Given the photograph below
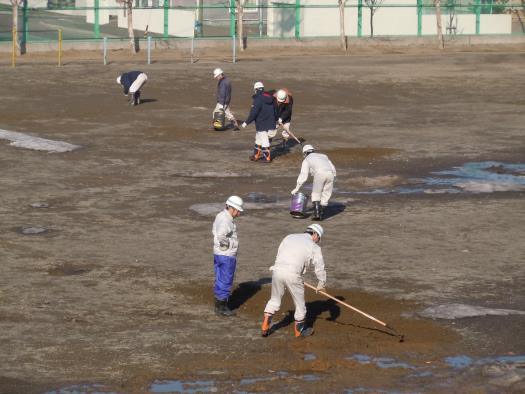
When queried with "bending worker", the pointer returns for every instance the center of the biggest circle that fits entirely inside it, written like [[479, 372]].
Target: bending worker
[[264, 113], [284, 114], [296, 253], [225, 245], [132, 82], [224, 95], [323, 172]]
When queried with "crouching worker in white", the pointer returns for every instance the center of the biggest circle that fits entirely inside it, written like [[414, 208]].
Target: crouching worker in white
[[323, 171], [296, 253]]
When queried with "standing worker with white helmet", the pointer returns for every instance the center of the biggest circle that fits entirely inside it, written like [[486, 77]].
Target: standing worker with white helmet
[[296, 253], [224, 93], [323, 172], [284, 114], [264, 113], [225, 245], [132, 82]]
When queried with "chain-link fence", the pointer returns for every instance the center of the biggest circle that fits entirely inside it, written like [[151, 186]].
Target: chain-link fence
[[85, 20]]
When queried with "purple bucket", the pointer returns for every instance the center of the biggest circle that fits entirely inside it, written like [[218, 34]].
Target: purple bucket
[[298, 205]]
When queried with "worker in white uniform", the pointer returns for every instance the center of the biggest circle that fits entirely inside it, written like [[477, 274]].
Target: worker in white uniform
[[296, 253], [225, 246], [323, 172]]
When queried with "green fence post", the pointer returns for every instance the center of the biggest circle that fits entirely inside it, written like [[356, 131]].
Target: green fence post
[[478, 12], [419, 16], [297, 18], [25, 23], [232, 18], [166, 19], [96, 26], [359, 18]]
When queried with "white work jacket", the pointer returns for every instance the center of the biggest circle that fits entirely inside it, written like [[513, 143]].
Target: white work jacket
[[224, 230], [296, 253], [315, 163]]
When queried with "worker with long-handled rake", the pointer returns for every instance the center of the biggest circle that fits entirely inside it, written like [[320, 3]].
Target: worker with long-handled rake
[[296, 253], [284, 100]]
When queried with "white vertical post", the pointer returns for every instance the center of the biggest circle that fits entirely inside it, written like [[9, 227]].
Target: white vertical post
[[149, 49], [105, 46], [260, 18], [233, 47], [192, 49]]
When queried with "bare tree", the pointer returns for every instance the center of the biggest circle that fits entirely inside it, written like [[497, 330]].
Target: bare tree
[[373, 6], [437, 4], [342, 24], [240, 30], [128, 10]]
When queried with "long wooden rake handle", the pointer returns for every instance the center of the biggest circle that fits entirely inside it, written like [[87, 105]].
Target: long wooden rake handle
[[401, 336], [347, 305]]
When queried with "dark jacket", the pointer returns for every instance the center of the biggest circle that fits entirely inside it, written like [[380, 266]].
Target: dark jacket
[[127, 79], [284, 110], [224, 91], [264, 111]]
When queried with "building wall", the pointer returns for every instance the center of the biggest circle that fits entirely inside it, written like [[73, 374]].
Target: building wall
[[388, 21]]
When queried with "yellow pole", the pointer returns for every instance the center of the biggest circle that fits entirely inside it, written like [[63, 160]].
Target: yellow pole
[[59, 47], [13, 56]]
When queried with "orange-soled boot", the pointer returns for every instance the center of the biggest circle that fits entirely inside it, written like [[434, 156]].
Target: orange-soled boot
[[265, 327], [256, 153], [267, 158], [301, 330]]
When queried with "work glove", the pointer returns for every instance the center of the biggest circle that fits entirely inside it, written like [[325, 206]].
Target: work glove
[[224, 245]]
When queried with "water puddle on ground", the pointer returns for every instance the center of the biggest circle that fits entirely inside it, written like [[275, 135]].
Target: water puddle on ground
[[459, 311], [39, 204], [21, 140], [32, 230], [209, 386], [380, 362], [475, 177], [181, 386], [92, 388], [507, 371]]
————
What you have to do — Reproduce the listing above word for word from start to finish, leaving out the pictures.

Full response —
Given the photograph below
When queried with "bending worker", the pointer returns for every instance the center of the biggest circle that fits entirely inside it, written like [[479, 372]].
Target: bending worker
[[264, 113], [284, 114], [296, 253], [225, 245], [132, 82], [224, 95], [323, 172]]
When queried with "crouching worker in white", the pointer returns for every instance the center of the biggest circle that fits entirely inside it, written like [[414, 208]].
Target: crouching worker in white
[[323, 171], [296, 253]]
When queried with "standing worker with white helmet", the pointer returns for every instance the center of the biggest circle that fits entirely inside it, written like [[486, 77]].
Target: standing worker with white helmet
[[296, 253], [224, 93], [323, 172], [284, 114], [264, 113], [225, 245], [132, 82]]
When queried with "chain-link fence", the pointer returns for every instance the center of the biggest circle that fits entirely inside it, written like [[151, 186]].
Target: chain-link fence
[[85, 20]]
When queried with "purple bucket", the pointer returns for every instance the center of the biggest circle that fits entirely inside it, written like [[218, 34]].
Target: purple bucket
[[298, 205]]
When queried with "worker in white uniform", the pointer returns for every instance the center of the biggest circle that fits entirely inside it, written like [[477, 274]].
Target: worker in white uniform
[[296, 253], [225, 246], [323, 172]]
When queried with "green fence post", the pointer returns for every instance the center of the biggest circle that fits entirely inside it, written like [[356, 131]].
Target: green fence post
[[478, 12], [419, 16], [297, 18], [25, 23], [232, 18], [166, 19], [96, 26], [359, 18]]
When queried with "white work jacket", the pointer returns for every instance the center of the biggest circle that fits entirely inside it, written like [[513, 143]].
Target: white work jacket
[[224, 230], [296, 253], [315, 163]]
When queried with "worker with long-handled rake", the pointer returns for every instance the center of the biggest circle that fits entirely inside it, written like [[320, 3]].
Target: worker with long-handled rake
[[296, 253], [284, 100]]
When queried with "white vertical post", the pointer returns for every instance the center of the biggest circle that fits entirely inside it, written like [[9, 227]].
Target: white vertical post
[[149, 49], [105, 46], [260, 18], [233, 47], [192, 49]]
When queried with "bare tree", the pointer returns for every instance the center of the biggest circle that fits entirely inside it, written like [[497, 330]].
Target: bare tree
[[373, 6], [437, 4], [342, 24], [240, 30], [128, 10]]
When queried with "long wooden rake handle", the pointer returns for every instance the center of the biggest circle that fits entirely inside it, written like [[87, 105]].
Target: long wooden rake handle
[[401, 336], [347, 305]]
When queried with "dark jacket", the pointer returns for every instance the center of the biggest circle that fits entirely inside it, written like [[380, 266]].
Target: dark jacket
[[127, 79], [284, 110], [224, 91], [264, 111]]
When queried with "building wall", the pointer returns for every instance the center of the biggest circle that fits entirely inside it, written like [[73, 374]].
Target: building wall
[[388, 21]]
When queried with "yellow pole", the pointer returns for every instance the center of the biggest circle that fits entirely inside it, written like [[63, 160]].
Target: yellow pole
[[59, 47], [13, 56]]
When queried with "orange-soled boot", the pointer returns for every instance the center of the biggest circle that fits entirely inside it, written like [[434, 156]].
Target: orange-soled boot
[[265, 327], [256, 153], [267, 158], [301, 330]]
When queried with "work glove", the pointer returns for every instance the center of the biggest circle that fits entirely inside it, written like [[325, 206]].
Target: work glove
[[224, 245]]
When queried with "water puddle on ground", the pointer returns for every instance the center of the biggest circle that fits entirely inside it, written like [[275, 135]].
Target: water puddle on ground
[[459, 311], [39, 204], [21, 140], [32, 230], [209, 386], [380, 362], [475, 177], [181, 386], [92, 388], [507, 371]]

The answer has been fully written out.